HDFC Bank will hold roadshows in Europe and Asia starting today to gauge investors’ interest in their proposed USD 750mn bond issuance planned later this week, said people with knowledge.

The private lender will issue the dollar bonds out of its branch in Gujarat International Finance Tec-City (GIFT city)

The bank has proposed to raise three-year bonds tagged as sustainability bonds and a five-year bond tagged as conventional bonds.

The bank has appointed Barclays, Bank of America, JP Morgan, MUFG and Standard Chartered as arrangers for the bond issuance.

HDFC Bank did not immediately respond to ET’s request for comments.

HDFC Bank had raised senior unsecured USD 750mn bonds in February 2023 from its Gift City branch. At that time, the bank had paid a coupon of 5.686% on a three-year bond, a notice to exchanges stated.Sustainability bonds are bonds where the proceeds will be exclusively used to finance environmentally friendly projects. “Green bonds specifically finance projects with direct environmental benefits, while sustainability bonds may cover a broader range of socially responsible initiatives, including environmental, social, and governance (ESG) factors,” Venkatakrishnan Srinivas, founder and managing partner of Rockfort Fincap, a debt advisory firm. “Both contribute to sustainable finance by attracting investors committed to supporting environmentally conscious initiatives,” he added.The conventional bonds are those bonds that have fixed interest and principal payments.
--------------------------------
▸ WORK ITEM: Pick up the HDFC Bank bond article after its last sentence and continue it.
--------------------------------
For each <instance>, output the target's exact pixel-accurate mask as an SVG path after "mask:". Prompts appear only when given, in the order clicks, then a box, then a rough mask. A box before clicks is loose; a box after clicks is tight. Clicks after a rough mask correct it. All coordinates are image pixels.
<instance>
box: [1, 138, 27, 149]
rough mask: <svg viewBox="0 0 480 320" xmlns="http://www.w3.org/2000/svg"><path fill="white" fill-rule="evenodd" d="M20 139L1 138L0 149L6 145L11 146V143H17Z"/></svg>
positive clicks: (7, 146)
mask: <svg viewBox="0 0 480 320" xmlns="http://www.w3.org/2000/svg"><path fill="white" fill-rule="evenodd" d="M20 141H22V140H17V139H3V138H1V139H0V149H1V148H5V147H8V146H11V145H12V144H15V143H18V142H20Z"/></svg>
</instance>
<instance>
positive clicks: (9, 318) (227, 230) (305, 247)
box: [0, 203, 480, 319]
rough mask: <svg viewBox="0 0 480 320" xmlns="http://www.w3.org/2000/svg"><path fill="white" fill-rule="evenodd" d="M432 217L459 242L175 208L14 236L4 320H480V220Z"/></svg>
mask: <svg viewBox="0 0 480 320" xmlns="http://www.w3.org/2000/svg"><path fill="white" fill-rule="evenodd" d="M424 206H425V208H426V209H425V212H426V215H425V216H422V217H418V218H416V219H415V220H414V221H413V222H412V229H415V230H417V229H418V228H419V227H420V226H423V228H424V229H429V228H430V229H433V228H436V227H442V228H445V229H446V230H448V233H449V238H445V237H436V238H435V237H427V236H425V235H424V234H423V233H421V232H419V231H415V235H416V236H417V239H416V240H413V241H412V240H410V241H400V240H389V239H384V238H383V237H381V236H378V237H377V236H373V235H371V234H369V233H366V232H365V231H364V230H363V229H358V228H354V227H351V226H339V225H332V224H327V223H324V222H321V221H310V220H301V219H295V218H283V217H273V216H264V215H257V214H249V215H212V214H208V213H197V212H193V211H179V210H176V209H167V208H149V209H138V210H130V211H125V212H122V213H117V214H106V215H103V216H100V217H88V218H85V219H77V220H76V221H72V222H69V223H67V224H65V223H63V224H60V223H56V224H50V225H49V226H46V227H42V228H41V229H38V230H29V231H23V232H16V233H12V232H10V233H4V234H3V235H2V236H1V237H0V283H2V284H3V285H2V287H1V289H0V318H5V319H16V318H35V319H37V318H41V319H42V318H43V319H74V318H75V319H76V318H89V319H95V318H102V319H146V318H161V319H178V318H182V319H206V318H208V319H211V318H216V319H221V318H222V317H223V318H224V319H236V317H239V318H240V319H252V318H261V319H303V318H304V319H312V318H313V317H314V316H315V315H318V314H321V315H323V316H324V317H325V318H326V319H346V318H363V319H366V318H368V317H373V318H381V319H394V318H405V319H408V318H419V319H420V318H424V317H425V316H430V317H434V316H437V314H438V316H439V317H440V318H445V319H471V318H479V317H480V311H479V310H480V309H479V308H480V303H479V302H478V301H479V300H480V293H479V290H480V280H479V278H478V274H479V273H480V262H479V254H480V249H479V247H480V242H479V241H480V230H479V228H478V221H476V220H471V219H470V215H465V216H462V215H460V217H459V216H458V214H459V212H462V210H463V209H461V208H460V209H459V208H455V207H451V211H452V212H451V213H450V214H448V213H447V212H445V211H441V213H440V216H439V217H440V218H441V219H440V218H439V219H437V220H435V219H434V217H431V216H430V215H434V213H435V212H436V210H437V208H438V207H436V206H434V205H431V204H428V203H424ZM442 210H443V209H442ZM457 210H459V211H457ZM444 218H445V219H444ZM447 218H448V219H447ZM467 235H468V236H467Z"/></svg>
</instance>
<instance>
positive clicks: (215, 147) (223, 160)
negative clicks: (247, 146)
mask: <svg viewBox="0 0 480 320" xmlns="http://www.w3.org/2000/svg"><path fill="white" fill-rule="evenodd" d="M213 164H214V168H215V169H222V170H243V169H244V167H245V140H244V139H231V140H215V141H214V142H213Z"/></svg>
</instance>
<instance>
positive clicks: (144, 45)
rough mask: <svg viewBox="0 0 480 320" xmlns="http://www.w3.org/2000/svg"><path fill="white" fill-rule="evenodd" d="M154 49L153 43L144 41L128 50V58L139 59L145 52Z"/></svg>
--------------------------------
▸ RESPONSE AREA:
The bonds are rated by Moody’s Rating Services as Baa3 and S&P as BBB-.

While assigning rating on August 23, 2023, Moody’s stated “HDFC Bank’s Baa3 long-term deposit rating considers its strong and consistent asset quality, profitability and capital, which are better than the Indian banking system averages. The bank’s solid commercial and retail banking franchise, reflected in its status as the largest private sector bank in India by assets, supports its funding and liquidity.”

Providing a stable outlook for the bank, Moody’s stated, The bank’s rating and baseline Credit Assessment (BCA) are well positioned to weather volatilities in the external environment because of its solid capital, and strong funding and liquidity.

However, Moody’s could downgrade ratings if India’s sovereign rating is downgraded. “The BCA could be downgraded if the bank’s financial fundamentals deteriorate significantly, specifically if its tangible common equity/risk-weighted assets decline to below 12% and net income/tangible assets fall below 1%. Any weakening in HDFC Bank’s funding and liquidity would also be negative for its BCA,” it added.

HDFC Bank shares were traded at 1448.55, up 0.12% over previous trading day, at the Bombay Stock Exchange at 1.35pm today.